Stored data entries
>>

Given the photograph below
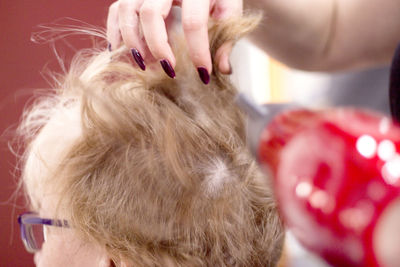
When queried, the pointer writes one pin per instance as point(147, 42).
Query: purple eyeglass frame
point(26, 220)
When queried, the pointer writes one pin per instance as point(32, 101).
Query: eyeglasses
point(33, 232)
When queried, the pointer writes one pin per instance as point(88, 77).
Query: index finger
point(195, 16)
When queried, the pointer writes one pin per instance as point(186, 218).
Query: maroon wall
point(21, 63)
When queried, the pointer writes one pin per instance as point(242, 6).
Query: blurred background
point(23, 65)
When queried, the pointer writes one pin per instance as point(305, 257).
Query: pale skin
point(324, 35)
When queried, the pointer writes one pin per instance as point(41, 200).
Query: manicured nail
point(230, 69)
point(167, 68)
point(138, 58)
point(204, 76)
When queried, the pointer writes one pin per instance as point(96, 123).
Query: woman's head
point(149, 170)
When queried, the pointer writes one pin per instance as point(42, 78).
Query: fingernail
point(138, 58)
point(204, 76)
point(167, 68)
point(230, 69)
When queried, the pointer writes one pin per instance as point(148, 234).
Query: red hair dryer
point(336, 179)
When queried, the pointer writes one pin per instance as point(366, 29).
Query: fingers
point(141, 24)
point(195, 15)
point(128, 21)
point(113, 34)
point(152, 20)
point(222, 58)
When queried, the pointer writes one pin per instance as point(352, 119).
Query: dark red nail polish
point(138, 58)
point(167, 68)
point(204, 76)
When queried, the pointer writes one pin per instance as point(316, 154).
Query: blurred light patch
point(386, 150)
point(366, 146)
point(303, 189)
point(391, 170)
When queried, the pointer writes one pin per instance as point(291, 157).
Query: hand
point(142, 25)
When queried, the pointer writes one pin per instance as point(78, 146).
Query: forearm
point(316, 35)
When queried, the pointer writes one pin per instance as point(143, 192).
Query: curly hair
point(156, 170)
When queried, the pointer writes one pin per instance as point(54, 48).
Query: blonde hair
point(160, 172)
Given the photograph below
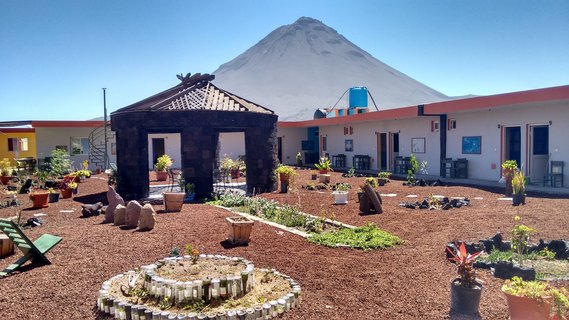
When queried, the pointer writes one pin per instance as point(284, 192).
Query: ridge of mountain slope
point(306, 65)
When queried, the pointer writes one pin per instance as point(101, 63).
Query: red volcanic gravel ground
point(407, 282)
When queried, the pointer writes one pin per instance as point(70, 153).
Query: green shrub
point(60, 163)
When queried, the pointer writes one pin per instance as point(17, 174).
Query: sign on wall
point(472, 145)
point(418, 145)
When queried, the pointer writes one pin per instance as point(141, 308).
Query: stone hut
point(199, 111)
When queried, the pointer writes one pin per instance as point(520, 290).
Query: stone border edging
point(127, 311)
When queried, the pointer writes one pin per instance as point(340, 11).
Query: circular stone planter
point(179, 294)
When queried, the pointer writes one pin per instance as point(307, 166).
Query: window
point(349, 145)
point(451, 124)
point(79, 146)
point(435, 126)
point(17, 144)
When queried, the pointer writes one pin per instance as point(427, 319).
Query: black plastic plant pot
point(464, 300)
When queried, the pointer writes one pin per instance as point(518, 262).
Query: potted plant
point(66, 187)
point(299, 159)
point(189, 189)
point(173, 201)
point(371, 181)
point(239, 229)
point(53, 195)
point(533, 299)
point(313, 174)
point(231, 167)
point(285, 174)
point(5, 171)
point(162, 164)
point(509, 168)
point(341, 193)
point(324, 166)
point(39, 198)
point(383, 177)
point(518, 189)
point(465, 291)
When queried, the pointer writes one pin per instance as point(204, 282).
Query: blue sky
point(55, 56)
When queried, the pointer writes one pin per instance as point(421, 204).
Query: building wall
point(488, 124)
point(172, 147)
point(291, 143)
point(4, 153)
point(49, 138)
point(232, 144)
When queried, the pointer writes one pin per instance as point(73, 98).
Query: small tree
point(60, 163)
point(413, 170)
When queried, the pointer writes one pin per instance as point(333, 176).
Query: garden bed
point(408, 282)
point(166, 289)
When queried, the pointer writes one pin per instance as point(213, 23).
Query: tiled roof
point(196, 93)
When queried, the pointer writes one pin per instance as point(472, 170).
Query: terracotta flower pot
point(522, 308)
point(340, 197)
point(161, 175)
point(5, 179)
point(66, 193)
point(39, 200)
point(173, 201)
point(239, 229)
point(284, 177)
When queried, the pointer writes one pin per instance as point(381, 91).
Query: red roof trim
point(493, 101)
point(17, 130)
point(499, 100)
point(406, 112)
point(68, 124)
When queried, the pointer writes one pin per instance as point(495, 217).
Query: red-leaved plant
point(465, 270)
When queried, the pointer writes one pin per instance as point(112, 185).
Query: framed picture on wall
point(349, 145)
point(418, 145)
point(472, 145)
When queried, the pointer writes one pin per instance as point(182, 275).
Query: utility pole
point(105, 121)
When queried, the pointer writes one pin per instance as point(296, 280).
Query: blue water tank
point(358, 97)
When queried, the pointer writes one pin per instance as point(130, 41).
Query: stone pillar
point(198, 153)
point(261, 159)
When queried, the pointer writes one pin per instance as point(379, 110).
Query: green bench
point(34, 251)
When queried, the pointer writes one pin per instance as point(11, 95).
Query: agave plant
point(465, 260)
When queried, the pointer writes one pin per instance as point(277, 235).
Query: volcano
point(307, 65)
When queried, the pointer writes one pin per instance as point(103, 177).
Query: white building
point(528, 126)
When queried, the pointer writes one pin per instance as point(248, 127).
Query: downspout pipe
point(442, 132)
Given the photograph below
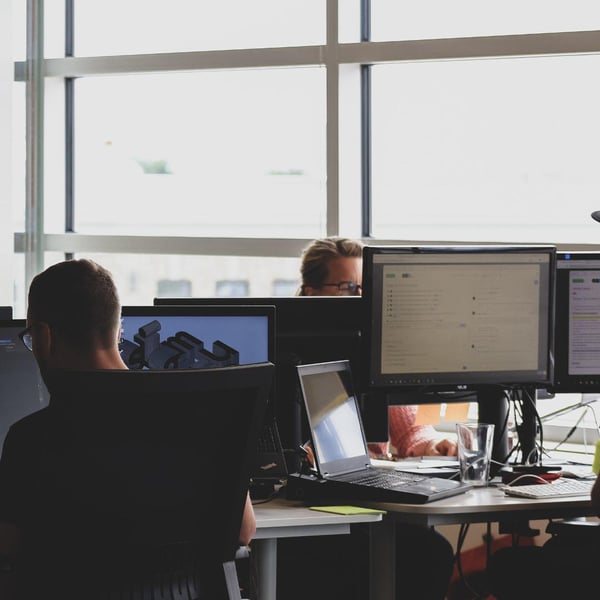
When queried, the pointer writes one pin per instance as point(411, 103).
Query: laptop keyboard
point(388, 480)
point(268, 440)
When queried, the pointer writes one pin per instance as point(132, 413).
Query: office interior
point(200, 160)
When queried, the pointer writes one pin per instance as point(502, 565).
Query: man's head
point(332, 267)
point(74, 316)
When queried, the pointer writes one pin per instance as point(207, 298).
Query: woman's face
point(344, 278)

<<

The entries above must be output exactly, with every image left out.

Given the photograph below
When queried, the pointer writes one pin per instance as point(147, 42).
Query: purple eyeglass frame
point(26, 220)
When queried, the pointer writes one pin per instance as point(32, 101).
Query: eyeglasses
point(33, 232)
When queried, the pointer writes one pin per instance as point(88, 77).
Query: index finger
point(195, 16)
When queried, the pointer writes one pin per instance as point(186, 218).
Query: maroon wall
point(21, 63)
When queried, the pointer writes one pin per instance as point(242, 6).
Query: blurred background
point(23, 65)
When queried, the pointer writes one pin per instance as point(305, 257).
Query: pale skin
point(324, 35)
When queried, the pointer writes one pin per instance as point(41, 200).
Query: manicured nail
point(230, 69)
point(167, 68)
point(138, 58)
point(204, 76)
When queried, the pointer writes one pin per instance as point(96, 123).
Query: woman's head
point(149, 170)
When queried, the pointer writes one pin per instance as point(42, 78).
Query: fingernail
point(138, 58)
point(204, 76)
point(167, 68)
point(230, 69)
When queried, the pointer writes one pin per instance as point(148, 234).
Query: red hair dryer
point(336, 179)
When queried, the pointer writes one pin per instance as point(366, 29).
Query: fingers
point(141, 24)
point(195, 15)
point(128, 21)
point(113, 34)
point(152, 20)
point(222, 58)
When queried, the pointer writes one pin per instance as point(352, 119).
Query: dark red nail polish
point(138, 58)
point(167, 68)
point(204, 76)
When queried, the pointer writes one pin per instance as point(316, 154).
Query: blurred light patch
point(386, 150)
point(366, 146)
point(303, 189)
point(391, 170)
When queried, the pointer writes one pin per instance as point(291, 157).
Query: hand
point(142, 25)
When queried, the pointer writes one pin per instance as point(78, 146).
Query: forearm
point(316, 35)
When queried, the pointer writes one pin per instance as point(143, 192).
Query: curly hair
point(156, 170)
When queried, the pointer writes one pin per instance as point(54, 48).
Query: blonde hair
point(160, 172)
Given the photograph below
When queried, the pointer writes one pin per instance as point(284, 192).
Query: ridge of mountain slope
point(306, 65)
When queried, the pointer writes one pin per instance as point(101, 63).
Query: red volcanic gravel ground
point(407, 282)
When queried, the pointer writes one pin per instance as point(70, 153).
Query: green shrub
point(60, 163)
When queried, the pointer writes one pin per instance as point(17, 174).
Query: sign on wall
point(472, 145)
point(418, 145)
When queried, the pointer writes one pin per instance as point(141, 308).
Query: stone hut
point(199, 111)
When queried, the pointer writes one pin per instance as point(520, 290).
Query: stone border edging
point(127, 311)
When queried, the pointer writes one pin per instance as point(340, 11).
Query: circular stone planter
point(179, 294)
When queried, the pointer writes one pin per instance as point(307, 166).
Query: window
point(349, 145)
point(451, 124)
point(79, 146)
point(435, 126)
point(17, 144)
When queried, the pointer writes one pin per instance as point(427, 319).
Query: black plastic plant pot
point(464, 300)
When queried, the pointer writes one pin per instance as point(518, 262).
Query: potted plant
point(66, 187)
point(299, 159)
point(189, 189)
point(173, 201)
point(371, 181)
point(239, 229)
point(53, 195)
point(533, 299)
point(313, 174)
point(231, 167)
point(285, 174)
point(5, 171)
point(162, 164)
point(509, 168)
point(341, 193)
point(324, 166)
point(39, 198)
point(383, 177)
point(518, 189)
point(465, 291)
When queried, the pointer writes one pin per instance as point(204, 282).
Query: blue sky
point(55, 56)
When queried, the pointer writes one pin per instance as point(421, 204).
Query: building wall
point(488, 124)
point(172, 147)
point(291, 143)
point(4, 153)
point(49, 138)
point(232, 144)
When queried, the pointer writes one pin per instance as point(73, 98).
Query: small tree
point(60, 163)
point(413, 170)
When queried, the pointer writes one pin per instance as point(333, 176).
Query: garden bed
point(408, 282)
point(166, 289)
When queried, the pointer writes one pin per instance as point(213, 23).
Query: tiled roof
point(196, 93)
When queried, the pointer writes one pin per instance as point(472, 170).
Query: terracotta flower pot
point(522, 308)
point(340, 197)
point(161, 175)
point(5, 179)
point(66, 193)
point(39, 200)
point(173, 201)
point(239, 229)
point(284, 177)
When queried, the pointer writes one pin per instance as point(381, 91).
Query: red roof trim
point(493, 101)
point(17, 130)
point(499, 100)
point(406, 112)
point(68, 124)
When queried, the pointer writes one pin per instance as point(495, 217).
Query: red-leaved plant
point(465, 270)
When queried, the pointer writes one pin per instance as point(112, 185).
Query: framed picture on wall
point(349, 145)
point(418, 145)
point(472, 145)
When queried, the pointer writes one pin per instance as point(182, 275).
Query: utility pole
point(105, 121)
When queried, the pointer writes one pin per instance as point(296, 280).
Query: blue water tank
point(358, 97)
When queried, the pointer writes one pin per instance as point(130, 41).
Query: stone pillar
point(198, 153)
point(261, 159)
When queried, the pointer writes one pin per instance as point(379, 110).
Query: green bench
point(34, 251)
When queried, the pointer writes one pin per instance as point(11, 95).
Query: agave plant
point(465, 260)
When queried, the pointer writes one pin per instance as point(277, 235).
Query: volcano
point(307, 65)
When queried, the pointer writes one pin per instance as point(103, 177).
Query: white building
point(528, 126)
When queried, the pointer writes one pin per instance as point(248, 127).
Query: downspout pipe
point(442, 132)
Given the photograph below
When queried, the pointer writes one pin per instance as point(411, 103).
Query: laptop keyboard
point(388, 480)
point(268, 440)
When queried, the pointer writes one pin per instance as point(132, 413).
Query: office interior
point(200, 160)
When queried, the pointer writes one pin per instance as point(502, 565).
Query: man's head
point(332, 267)
point(74, 316)
When queried, the pointer writes one pin per instance as point(207, 298).
Query: woman's face
point(344, 278)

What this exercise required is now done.